- **Exercise materials**:
□ □ □ □ □ □ □

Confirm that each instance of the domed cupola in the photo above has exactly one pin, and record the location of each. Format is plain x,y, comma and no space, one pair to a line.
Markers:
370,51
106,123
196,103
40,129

□ □ □ □ □ □ □

- **Stated exercise**: Copy out the material above line for line, changing nothing.

- **Written answer**:
Confirm that each instance of the domed cupola in the photo above has exactly one pin, and record the location of each. Format is plain x,y, comma and no space, one pair to a line.
Markers:
370,51
106,123
196,103
40,129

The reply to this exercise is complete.